Short problem - Show each line in the data below that contains the word "shrub" by copying those lines in full.
+++ Listed entries +++
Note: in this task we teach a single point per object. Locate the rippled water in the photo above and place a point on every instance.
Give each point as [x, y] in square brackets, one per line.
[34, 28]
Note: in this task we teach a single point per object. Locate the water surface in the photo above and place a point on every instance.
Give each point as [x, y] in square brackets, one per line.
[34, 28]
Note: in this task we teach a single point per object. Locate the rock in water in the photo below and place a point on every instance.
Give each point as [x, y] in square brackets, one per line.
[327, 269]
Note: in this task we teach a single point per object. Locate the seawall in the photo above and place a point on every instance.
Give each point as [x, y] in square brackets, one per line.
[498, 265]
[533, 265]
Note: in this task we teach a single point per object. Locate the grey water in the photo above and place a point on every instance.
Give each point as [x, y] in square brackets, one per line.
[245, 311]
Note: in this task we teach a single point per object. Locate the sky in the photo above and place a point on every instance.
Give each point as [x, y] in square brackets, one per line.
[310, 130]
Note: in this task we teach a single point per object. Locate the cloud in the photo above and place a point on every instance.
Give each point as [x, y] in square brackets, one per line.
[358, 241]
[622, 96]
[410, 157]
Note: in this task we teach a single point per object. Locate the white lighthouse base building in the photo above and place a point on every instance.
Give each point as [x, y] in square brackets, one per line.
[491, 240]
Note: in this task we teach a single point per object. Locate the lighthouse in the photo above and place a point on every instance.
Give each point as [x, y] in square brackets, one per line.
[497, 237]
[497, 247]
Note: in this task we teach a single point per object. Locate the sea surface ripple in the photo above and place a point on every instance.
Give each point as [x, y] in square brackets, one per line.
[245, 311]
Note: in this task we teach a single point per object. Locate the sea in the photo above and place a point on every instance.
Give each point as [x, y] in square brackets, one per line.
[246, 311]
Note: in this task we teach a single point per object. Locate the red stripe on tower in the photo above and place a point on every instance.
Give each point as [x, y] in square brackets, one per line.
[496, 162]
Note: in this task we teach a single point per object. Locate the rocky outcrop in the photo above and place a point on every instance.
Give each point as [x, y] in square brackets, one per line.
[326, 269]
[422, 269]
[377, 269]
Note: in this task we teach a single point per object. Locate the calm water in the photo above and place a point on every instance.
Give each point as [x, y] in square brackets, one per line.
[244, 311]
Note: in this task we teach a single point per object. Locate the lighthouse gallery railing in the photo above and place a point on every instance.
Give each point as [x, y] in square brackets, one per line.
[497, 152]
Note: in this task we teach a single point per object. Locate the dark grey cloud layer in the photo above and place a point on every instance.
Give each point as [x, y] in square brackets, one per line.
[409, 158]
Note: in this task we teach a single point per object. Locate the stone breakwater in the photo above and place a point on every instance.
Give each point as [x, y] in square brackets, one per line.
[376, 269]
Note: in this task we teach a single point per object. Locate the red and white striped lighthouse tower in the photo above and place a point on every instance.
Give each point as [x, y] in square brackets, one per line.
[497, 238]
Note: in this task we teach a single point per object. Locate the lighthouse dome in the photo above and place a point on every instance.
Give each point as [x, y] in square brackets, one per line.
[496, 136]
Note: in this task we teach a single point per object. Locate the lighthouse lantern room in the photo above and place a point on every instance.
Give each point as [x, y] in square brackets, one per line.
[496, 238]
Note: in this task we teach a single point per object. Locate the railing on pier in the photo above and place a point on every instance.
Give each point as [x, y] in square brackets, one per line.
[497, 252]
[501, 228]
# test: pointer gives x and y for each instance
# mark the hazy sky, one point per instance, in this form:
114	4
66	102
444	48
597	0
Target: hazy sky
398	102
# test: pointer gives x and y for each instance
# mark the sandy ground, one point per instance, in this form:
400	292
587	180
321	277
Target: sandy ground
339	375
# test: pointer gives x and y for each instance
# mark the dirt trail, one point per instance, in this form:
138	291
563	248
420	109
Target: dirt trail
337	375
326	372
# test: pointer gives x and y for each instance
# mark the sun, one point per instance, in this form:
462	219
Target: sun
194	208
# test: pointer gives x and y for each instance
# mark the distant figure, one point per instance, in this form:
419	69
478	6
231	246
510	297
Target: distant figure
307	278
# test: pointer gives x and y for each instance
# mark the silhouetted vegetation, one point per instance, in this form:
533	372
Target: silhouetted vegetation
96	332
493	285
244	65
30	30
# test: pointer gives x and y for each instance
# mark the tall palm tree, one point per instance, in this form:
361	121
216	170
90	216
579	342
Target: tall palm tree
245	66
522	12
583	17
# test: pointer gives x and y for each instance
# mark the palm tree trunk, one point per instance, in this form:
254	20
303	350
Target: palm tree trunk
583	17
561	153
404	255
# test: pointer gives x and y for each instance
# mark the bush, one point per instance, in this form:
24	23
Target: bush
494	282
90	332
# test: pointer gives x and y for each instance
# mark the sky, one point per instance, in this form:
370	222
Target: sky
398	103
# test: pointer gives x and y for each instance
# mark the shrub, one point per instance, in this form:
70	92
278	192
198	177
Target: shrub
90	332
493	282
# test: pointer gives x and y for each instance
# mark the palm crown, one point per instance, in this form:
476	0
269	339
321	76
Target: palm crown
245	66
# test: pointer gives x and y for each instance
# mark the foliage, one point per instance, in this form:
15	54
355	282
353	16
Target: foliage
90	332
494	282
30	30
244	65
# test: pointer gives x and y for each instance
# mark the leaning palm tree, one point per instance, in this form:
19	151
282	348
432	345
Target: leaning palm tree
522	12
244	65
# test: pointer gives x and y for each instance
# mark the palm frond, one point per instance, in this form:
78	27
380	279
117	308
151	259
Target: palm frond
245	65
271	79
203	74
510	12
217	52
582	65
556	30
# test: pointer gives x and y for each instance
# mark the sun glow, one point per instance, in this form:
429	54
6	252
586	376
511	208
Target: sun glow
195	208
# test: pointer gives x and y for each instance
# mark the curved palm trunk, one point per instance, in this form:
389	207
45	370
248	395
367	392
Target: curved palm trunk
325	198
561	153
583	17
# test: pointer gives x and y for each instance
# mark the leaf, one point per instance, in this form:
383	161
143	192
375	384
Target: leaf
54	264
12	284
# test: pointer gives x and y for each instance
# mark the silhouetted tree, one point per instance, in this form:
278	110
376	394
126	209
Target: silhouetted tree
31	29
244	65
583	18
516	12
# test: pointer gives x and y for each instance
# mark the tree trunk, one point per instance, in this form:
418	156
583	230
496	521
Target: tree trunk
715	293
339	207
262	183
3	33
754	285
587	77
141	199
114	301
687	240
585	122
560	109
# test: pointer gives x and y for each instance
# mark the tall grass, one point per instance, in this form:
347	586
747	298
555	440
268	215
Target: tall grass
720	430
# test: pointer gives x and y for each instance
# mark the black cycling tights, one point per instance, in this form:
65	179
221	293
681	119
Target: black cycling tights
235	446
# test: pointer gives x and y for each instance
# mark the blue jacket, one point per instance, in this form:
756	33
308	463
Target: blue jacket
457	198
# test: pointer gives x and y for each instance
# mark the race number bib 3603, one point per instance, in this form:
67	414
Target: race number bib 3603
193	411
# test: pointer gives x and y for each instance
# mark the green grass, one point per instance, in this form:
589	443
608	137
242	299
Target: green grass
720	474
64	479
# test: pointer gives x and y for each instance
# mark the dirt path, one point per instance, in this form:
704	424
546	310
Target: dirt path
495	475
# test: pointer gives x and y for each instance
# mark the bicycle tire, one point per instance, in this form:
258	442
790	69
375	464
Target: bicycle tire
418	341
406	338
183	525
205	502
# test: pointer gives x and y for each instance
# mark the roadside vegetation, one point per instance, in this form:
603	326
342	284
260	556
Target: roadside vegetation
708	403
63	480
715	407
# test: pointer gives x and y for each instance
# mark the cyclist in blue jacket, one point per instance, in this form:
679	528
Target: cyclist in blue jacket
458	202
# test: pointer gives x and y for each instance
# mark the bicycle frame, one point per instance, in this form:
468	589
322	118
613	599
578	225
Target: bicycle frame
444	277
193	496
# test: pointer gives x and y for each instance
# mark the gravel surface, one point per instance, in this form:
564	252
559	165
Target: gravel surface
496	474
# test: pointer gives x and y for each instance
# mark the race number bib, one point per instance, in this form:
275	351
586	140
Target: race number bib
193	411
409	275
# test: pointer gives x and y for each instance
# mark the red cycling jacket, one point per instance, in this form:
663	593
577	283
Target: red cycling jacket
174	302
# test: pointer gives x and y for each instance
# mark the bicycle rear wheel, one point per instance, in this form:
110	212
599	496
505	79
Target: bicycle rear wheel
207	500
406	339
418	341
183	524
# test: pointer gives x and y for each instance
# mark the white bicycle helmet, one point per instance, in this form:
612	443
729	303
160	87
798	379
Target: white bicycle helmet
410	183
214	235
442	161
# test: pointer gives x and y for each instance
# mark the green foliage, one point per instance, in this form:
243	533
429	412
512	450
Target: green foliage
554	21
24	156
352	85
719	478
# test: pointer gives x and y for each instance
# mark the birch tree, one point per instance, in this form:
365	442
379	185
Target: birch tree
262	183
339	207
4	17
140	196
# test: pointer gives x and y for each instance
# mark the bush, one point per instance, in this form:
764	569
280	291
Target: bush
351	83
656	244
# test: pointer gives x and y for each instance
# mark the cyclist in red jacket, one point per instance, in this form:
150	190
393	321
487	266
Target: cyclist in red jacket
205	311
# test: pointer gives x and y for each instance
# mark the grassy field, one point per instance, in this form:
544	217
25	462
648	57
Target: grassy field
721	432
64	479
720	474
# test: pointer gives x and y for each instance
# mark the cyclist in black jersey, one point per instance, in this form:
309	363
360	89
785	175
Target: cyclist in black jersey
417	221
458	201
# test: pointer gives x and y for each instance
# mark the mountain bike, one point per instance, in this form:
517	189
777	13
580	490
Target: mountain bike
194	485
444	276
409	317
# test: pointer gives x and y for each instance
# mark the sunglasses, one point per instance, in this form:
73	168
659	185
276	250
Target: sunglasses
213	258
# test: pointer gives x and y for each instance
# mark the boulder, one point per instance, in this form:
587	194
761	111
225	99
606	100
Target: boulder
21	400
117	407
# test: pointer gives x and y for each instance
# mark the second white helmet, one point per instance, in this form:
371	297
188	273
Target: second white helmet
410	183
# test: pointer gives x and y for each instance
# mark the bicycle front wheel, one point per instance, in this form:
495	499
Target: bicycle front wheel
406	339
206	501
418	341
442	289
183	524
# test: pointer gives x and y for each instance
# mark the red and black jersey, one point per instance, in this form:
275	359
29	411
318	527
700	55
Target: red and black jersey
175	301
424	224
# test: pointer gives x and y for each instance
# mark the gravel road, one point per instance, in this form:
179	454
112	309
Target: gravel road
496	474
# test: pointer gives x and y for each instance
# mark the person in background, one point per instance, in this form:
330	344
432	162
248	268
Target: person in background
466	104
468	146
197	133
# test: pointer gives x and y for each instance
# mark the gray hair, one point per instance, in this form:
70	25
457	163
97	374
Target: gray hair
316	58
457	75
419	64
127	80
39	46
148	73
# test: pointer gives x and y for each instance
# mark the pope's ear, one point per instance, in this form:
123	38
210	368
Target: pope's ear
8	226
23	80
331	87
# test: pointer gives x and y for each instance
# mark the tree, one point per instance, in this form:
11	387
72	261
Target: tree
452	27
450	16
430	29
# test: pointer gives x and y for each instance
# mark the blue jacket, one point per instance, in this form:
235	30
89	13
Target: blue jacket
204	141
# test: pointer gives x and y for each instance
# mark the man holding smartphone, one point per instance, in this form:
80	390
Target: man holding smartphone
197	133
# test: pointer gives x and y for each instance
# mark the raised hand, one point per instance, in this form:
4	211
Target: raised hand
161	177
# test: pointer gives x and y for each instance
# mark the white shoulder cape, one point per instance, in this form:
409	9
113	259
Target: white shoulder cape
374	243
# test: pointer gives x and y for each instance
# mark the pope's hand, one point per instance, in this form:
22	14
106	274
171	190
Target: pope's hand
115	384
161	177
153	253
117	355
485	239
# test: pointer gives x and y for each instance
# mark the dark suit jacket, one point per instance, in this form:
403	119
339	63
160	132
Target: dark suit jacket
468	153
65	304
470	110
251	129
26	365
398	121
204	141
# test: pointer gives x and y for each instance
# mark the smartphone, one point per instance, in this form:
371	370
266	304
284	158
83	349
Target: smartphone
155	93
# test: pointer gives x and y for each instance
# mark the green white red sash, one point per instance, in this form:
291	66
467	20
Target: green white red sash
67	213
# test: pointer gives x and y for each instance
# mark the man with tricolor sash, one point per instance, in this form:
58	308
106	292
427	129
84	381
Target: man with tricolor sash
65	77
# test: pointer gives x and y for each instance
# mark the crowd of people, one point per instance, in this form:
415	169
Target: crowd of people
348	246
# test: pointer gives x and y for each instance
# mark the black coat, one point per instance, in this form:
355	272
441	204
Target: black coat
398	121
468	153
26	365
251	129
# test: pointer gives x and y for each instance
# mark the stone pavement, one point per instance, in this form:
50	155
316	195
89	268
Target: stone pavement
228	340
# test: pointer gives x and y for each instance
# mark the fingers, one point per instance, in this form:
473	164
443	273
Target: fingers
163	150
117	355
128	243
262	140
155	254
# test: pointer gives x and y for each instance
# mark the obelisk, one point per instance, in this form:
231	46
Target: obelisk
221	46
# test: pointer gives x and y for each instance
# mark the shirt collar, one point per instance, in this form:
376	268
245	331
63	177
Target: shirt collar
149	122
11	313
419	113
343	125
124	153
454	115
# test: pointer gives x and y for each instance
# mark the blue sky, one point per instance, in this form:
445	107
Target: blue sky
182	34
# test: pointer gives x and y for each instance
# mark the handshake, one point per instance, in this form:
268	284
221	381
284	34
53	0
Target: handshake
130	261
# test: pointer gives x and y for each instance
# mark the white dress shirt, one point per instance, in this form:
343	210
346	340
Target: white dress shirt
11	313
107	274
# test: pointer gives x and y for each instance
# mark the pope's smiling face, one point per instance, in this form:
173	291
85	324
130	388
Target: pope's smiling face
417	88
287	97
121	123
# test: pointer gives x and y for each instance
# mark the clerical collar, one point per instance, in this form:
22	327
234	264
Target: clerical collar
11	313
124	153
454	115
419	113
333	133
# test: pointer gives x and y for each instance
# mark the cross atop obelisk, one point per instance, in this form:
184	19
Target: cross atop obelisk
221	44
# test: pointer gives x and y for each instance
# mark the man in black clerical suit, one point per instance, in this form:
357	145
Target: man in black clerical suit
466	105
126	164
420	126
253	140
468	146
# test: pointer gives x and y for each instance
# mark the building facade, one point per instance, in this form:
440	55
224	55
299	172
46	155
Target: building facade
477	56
+++
Full response -
# mark the shrub, one point per instance, in this form:
Target: shrub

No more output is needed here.